# Records

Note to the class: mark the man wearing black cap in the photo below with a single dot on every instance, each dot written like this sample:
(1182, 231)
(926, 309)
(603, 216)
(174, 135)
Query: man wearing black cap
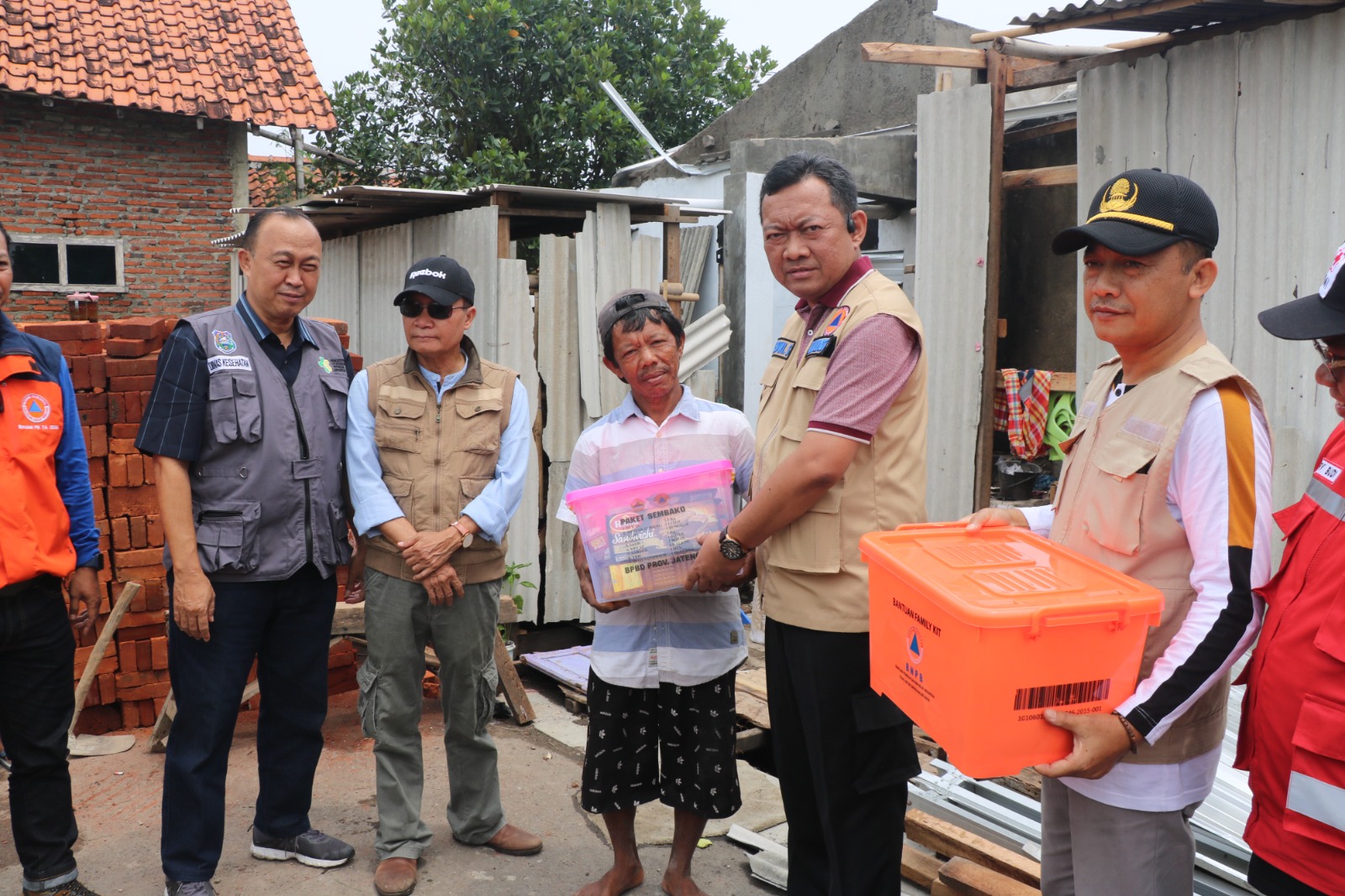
(1293, 723)
(437, 452)
(1167, 479)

# Aim of the exercise
Exactly as written above, print every record, and keep the pictures out.

# Result below
Note to the class: mark the man wearing black cap in the photo below with a single dot on every instance, each dot written like this sample:
(1182, 231)
(926, 309)
(603, 216)
(174, 135)
Query: man wearing black cap
(1293, 723)
(437, 452)
(1167, 479)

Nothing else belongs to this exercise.